Your instructions: Each of the records that follow needs an exact reproduction.

Dataset:
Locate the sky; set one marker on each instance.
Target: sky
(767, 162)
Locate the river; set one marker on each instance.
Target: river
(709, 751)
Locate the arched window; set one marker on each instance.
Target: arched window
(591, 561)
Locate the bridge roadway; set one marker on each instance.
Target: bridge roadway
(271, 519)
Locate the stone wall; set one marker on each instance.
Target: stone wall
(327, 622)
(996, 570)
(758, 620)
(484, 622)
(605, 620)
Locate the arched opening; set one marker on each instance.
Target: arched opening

Completed task:
Locate the sky; set one marker on each instance.
Target: sky
(767, 162)
Locate the river; set one marker on each instance.
Target: river
(709, 751)
Locate the arched window; set one marker on each instance.
Target: arched window
(591, 561)
Locate the bridge roadway; set one marker on each instance.
Target: bridge roadway
(271, 519)
Locate the stone wall; set one marker on each instance.
Target: stone wall
(327, 622)
(996, 570)
(758, 620)
(484, 622)
(605, 620)
Locate the arched opening; set one marker on each instance.
Target: arched opening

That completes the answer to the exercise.